Data shown:
########################################

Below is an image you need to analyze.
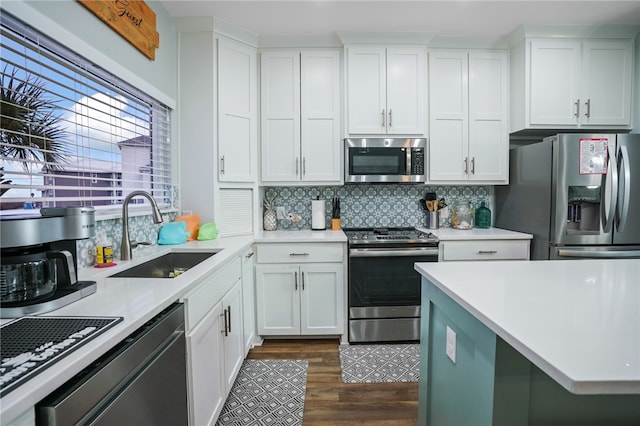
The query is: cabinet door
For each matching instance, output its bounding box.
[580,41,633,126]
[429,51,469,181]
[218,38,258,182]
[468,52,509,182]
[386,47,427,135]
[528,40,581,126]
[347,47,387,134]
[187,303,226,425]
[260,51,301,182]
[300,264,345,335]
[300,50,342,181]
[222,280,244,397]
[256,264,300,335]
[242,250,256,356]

########################################

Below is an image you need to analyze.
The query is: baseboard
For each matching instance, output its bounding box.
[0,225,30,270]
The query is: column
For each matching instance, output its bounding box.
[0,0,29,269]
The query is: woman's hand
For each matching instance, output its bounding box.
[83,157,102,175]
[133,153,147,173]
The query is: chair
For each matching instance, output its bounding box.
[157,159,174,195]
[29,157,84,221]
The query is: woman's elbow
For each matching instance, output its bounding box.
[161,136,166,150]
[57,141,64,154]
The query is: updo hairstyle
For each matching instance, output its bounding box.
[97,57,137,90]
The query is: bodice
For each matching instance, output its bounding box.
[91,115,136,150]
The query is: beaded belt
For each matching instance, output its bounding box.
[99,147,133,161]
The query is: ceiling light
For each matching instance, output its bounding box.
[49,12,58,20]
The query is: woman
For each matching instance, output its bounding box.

########################################

Collect each line of the material above that contains the word "query" and reproduce those lines in full, in their original order.

The query is: cabinet door
The query is: baseboard
The query is: column
The query is: woman's hand
The query is: chair
The query is: woman's elbow
The query is: updo hairstyle
The query is: bodice
The query is: beaded belt
The query is: ceiling light
The query is: woman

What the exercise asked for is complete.